• **Exercise objective**:
Count the lines in the material that contain the string "blue", treating case as significant, and give only that number.

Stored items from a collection
§ §

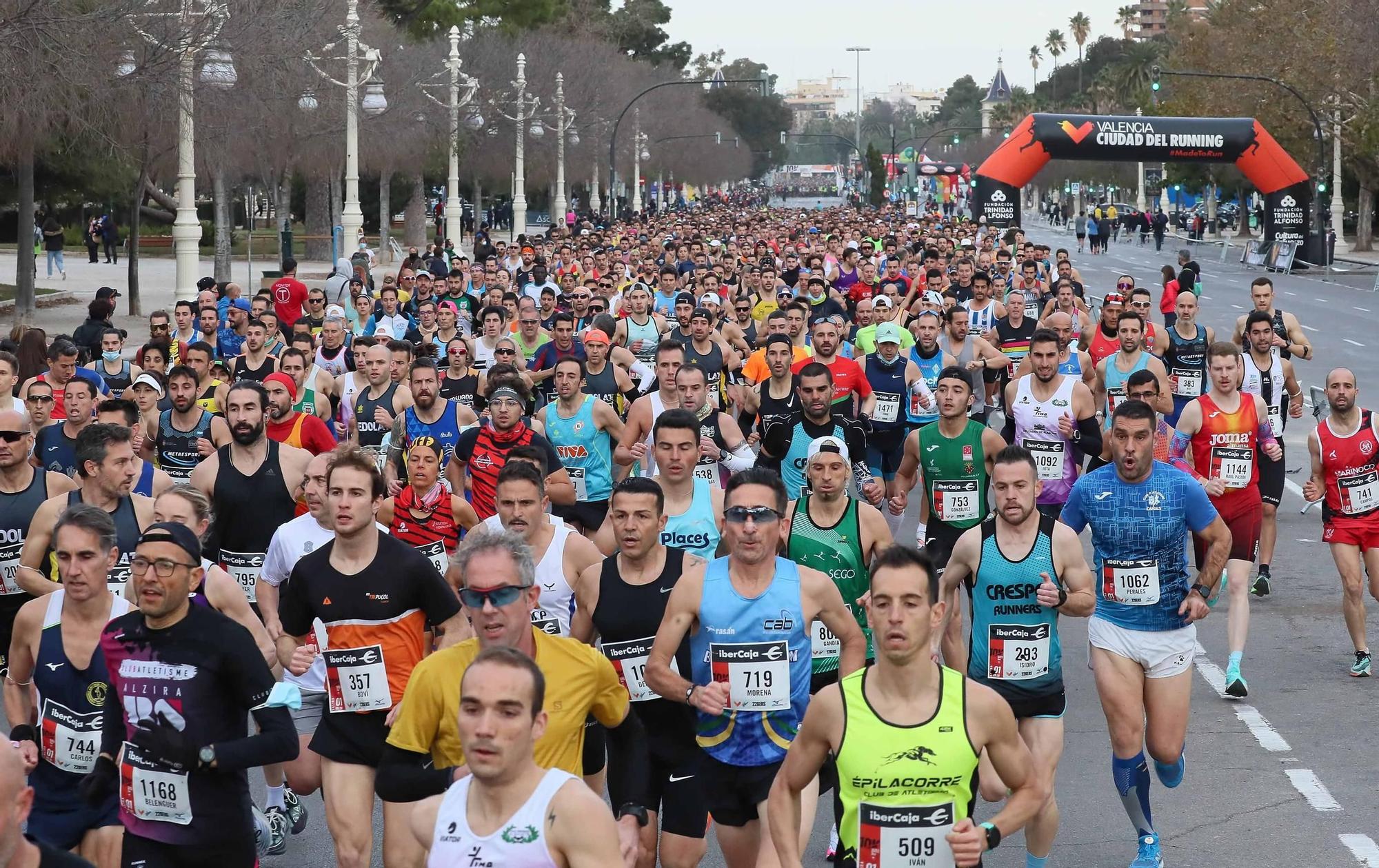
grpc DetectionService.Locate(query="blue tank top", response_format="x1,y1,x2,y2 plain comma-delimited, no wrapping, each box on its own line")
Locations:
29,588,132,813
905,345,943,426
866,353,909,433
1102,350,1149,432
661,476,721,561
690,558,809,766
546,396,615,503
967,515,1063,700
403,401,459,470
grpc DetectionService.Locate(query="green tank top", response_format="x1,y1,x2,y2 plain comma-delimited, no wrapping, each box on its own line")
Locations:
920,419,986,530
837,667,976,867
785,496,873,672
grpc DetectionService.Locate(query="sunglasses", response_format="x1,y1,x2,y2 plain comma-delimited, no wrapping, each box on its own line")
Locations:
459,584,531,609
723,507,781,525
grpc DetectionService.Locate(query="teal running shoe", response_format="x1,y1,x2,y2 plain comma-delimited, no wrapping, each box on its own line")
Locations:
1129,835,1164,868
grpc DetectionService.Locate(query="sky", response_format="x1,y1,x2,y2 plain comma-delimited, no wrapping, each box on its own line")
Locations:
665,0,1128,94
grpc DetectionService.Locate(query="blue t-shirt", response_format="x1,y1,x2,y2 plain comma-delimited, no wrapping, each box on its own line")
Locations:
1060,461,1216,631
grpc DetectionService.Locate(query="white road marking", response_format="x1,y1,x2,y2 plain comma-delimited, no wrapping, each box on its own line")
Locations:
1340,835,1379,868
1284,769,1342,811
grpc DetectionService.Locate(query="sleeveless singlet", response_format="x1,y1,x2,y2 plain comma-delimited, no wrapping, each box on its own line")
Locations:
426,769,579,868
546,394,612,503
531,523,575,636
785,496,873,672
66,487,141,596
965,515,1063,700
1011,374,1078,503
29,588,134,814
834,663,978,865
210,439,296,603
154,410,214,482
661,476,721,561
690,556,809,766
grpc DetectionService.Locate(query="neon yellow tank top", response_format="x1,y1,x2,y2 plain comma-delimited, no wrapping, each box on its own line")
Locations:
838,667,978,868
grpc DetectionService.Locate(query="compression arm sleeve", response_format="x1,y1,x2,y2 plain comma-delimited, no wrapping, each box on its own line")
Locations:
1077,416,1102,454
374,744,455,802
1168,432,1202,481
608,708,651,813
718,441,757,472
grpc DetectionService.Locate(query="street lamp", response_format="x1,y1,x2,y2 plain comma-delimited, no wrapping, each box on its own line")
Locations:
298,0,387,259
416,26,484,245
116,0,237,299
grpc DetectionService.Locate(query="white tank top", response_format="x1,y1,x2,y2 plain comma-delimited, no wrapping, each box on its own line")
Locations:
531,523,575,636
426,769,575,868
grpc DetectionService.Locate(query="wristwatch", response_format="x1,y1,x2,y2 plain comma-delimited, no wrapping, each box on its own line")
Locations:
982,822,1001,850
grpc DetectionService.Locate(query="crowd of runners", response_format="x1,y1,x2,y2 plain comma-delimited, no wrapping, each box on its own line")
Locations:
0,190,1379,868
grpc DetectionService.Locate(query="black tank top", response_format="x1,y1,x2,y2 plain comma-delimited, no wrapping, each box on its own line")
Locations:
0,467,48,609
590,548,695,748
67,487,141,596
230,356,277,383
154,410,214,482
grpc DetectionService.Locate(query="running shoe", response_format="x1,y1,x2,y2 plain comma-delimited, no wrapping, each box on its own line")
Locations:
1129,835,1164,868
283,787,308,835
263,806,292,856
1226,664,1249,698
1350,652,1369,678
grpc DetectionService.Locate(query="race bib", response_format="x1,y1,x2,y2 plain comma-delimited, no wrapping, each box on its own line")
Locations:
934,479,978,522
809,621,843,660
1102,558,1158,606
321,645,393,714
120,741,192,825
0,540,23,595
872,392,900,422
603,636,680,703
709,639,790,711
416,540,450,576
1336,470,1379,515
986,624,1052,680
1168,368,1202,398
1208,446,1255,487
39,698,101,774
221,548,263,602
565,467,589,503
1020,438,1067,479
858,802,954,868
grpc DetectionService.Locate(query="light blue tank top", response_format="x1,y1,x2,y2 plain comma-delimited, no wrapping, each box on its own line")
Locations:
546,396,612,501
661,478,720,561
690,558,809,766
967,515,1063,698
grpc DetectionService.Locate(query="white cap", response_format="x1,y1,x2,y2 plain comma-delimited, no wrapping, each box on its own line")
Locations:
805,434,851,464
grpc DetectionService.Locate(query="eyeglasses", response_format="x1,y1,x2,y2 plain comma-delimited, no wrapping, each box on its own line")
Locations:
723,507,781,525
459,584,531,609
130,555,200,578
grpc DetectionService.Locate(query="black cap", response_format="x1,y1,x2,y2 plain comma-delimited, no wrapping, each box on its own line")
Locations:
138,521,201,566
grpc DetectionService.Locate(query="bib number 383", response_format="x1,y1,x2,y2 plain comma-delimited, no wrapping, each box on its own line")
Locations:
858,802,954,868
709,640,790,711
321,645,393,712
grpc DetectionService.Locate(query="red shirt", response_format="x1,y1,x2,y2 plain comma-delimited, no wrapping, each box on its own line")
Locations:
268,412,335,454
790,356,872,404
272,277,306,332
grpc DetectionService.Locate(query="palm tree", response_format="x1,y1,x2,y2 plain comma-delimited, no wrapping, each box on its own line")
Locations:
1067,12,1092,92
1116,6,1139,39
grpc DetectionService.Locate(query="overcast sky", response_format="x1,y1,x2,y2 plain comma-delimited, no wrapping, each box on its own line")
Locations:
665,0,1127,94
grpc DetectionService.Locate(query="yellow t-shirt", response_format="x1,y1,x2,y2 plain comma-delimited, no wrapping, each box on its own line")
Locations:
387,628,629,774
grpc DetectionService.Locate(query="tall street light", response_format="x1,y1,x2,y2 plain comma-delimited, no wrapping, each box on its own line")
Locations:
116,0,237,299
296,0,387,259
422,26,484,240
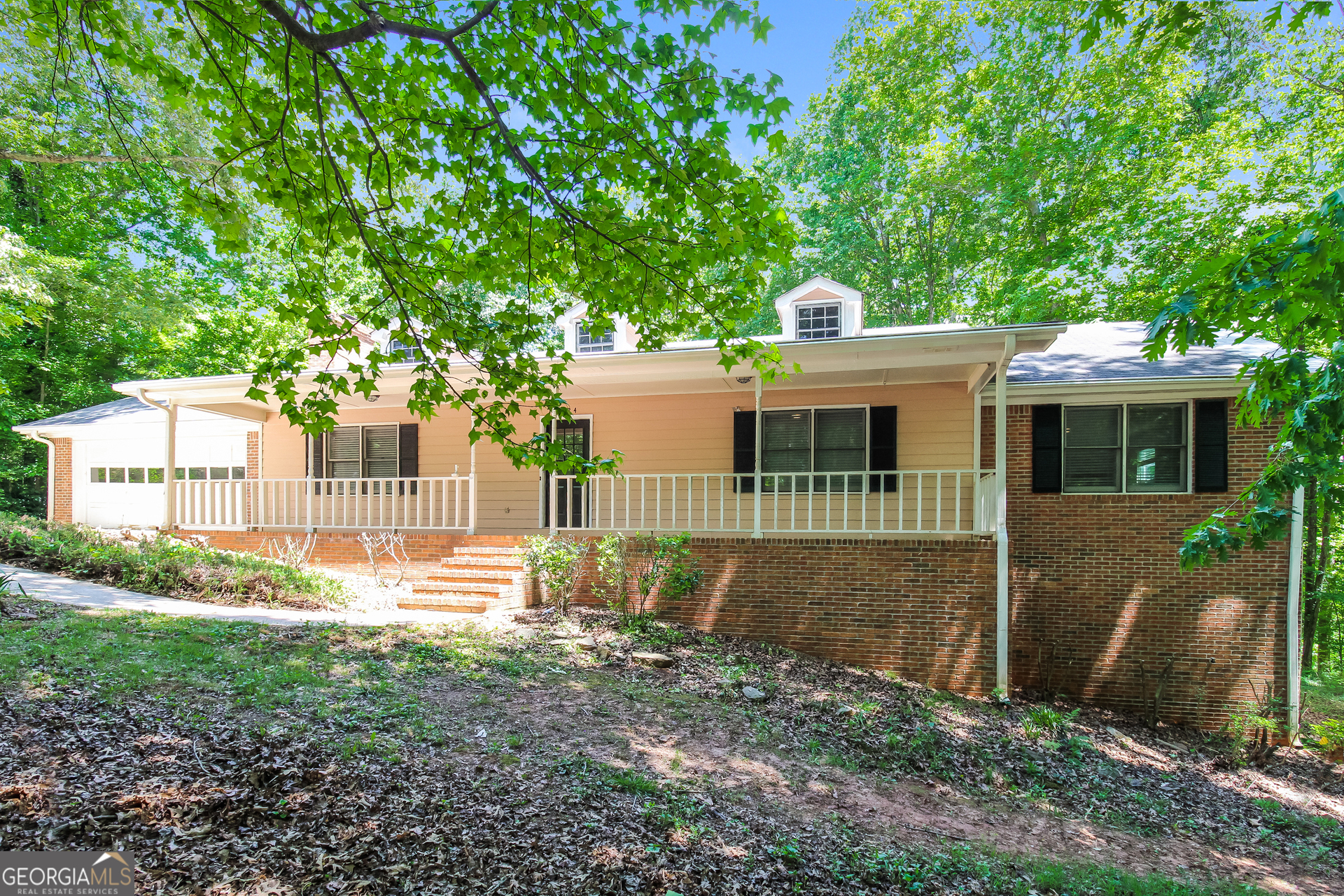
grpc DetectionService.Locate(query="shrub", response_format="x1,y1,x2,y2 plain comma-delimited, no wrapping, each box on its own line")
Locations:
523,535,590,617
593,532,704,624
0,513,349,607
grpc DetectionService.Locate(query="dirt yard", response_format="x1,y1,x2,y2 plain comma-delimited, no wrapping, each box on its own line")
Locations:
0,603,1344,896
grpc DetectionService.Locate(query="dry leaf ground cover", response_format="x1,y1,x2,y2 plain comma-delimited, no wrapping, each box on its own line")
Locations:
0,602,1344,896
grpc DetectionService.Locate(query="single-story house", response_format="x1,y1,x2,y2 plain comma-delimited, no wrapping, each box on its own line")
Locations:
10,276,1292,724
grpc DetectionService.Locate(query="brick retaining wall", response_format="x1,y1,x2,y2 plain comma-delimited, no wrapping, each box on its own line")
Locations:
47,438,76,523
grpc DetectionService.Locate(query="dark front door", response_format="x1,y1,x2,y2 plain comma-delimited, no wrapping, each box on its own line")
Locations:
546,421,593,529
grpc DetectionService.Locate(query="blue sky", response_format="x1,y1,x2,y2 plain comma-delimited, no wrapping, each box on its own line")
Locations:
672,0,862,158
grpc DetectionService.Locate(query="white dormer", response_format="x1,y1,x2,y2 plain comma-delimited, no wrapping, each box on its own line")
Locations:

§ §

• **Exercise response**:
4